## Start
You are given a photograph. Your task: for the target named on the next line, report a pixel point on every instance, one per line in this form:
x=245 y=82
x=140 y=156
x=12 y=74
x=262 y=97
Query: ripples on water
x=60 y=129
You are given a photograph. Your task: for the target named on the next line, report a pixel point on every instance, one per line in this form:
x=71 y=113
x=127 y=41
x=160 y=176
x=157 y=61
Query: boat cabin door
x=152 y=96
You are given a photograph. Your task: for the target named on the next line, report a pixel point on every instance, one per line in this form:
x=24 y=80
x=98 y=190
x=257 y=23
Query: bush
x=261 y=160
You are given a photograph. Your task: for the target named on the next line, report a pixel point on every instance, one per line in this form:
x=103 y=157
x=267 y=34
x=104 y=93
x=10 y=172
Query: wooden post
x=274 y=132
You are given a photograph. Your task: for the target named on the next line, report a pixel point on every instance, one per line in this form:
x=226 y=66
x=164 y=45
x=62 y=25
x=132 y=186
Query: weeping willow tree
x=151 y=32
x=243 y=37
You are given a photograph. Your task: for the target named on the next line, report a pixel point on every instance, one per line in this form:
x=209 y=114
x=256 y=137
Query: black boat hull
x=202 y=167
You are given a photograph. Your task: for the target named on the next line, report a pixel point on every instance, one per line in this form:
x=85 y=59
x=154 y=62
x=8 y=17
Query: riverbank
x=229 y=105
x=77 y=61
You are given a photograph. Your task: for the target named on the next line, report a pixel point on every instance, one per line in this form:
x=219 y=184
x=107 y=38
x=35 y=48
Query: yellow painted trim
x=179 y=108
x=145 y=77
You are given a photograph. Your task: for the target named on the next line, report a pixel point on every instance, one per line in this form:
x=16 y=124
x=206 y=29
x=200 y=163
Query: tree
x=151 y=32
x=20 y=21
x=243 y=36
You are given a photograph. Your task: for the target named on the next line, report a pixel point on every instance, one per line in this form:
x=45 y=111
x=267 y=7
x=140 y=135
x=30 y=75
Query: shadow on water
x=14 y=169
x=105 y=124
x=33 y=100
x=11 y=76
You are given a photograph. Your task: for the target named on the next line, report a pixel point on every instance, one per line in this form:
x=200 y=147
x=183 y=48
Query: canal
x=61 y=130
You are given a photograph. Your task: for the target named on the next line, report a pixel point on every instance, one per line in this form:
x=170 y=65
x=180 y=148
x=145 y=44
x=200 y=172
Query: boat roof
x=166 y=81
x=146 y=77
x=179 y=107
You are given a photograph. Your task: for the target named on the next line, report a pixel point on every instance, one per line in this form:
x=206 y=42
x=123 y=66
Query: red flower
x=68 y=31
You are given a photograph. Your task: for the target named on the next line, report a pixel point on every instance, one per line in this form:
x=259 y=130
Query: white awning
## End
Output the listing above without altering a single character.

* _Answer to the task_:
You are given a photograph. Your task: for the target named on the next line, report a pixel point on every instance, one per line in this form:
x=245 y=82
x=140 y=156
x=12 y=74
x=262 y=97
Query: ripples on water
x=60 y=129
You are given a photograph. Your task: for the target named on the next line, report a pixel point on every instance, one per line in this form:
x=71 y=113
x=127 y=41
x=160 y=176
x=157 y=61
Query: boat cabin door
x=152 y=96
You are given a photograph. Your task: for the target named on the next line, report a pixel point on every instance, one per line in this form:
x=24 y=80
x=98 y=190
x=257 y=23
Query: bush
x=261 y=160
You are given a photograph. Your task: for the target named on the next line, report a pixel point on every instance, one per line in this form:
x=103 y=157
x=267 y=34
x=104 y=93
x=10 y=172
Query: wooden post
x=274 y=132
You are given a photograph. Your task: for the target named on the next line, report a pixel point on every instance, one per line in this form:
x=226 y=66
x=164 y=45
x=62 y=25
x=132 y=186
Query: weeping willow tree
x=151 y=32
x=243 y=37
You are given a photograph. Your task: for the target named on the next line, report a pixel point on every instance, one per line in this form:
x=209 y=114
x=256 y=137
Query: black boat hull
x=202 y=167
You are given a photograph. Your task: for the target named on the next line, report a pixel point on every instance, one per line in this form:
x=85 y=59
x=154 y=62
x=8 y=17
Query: riverbank
x=229 y=105
x=77 y=61
You are given a photograph. Your task: for the target named on the next line, report a pixel point on every instance, one per line in this form:
x=219 y=184
x=107 y=38
x=35 y=48
Query: yellow painted trim
x=179 y=108
x=145 y=77
You are given a photograph. Your task: for the target named on the next line, report a pixel point on every instance, one per line in this form:
x=16 y=124
x=206 y=29
x=200 y=163
Query: tree
x=151 y=32
x=20 y=21
x=243 y=36
You are given a photograph. Your task: for the target named on the next line, report a pixel point on every instance, one per line in this form:
x=45 y=111
x=267 y=7
x=140 y=135
x=30 y=75
Query: shadow on water
x=14 y=169
x=105 y=124
x=33 y=100
x=11 y=76
You are given a photograph. Your task: for the target named on the next line, report a pixel point on every instance, one per line in this form:
x=200 y=147
x=183 y=48
Query: canal
x=61 y=130
You are given a photograph. Your task: for the target named on the next line, report a pixel point on every instance, one per line in this form:
x=170 y=65
x=180 y=148
x=145 y=44
x=200 y=172
Query: boat roof
x=166 y=81
x=146 y=77
x=179 y=107
You are given a photograph. Your task: for the target named on the next line, report a pixel point on every instance, one per line in this form:
x=206 y=42
x=123 y=66
Query: red flower
x=68 y=31
You are given a photograph. Your task: for the target named on the next line, report a pixel point on every instance, one per line in this form:
x=259 y=130
Query: white awning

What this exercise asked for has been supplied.